- DATA TO EXAMINE
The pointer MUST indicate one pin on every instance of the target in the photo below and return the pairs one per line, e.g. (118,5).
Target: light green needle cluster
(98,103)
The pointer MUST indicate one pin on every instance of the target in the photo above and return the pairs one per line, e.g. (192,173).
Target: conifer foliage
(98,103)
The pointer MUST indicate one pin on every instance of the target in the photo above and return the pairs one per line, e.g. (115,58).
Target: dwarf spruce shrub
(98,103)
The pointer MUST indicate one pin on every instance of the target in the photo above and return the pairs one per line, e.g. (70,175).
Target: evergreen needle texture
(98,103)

==

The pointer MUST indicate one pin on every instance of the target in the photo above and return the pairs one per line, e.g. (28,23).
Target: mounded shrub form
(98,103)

- WORK REQUIRED
In the material above, locate the line containing "line, e.g. (192,173)." and the line containing "line, e.g. (115,58).". Transcribe exactly those two lines and every line between them, and nothing more.

- TASK RESPONSE
The pointer MUST indicate one pin on every instance of the target in the photo above and return the pairs one per line, e.g. (192,173).
Target: conifer foliage
(98,103)
The pointer MUST indicate one pin on every instance of the target in the photo above and return the pairs one per line, e.g. (115,58).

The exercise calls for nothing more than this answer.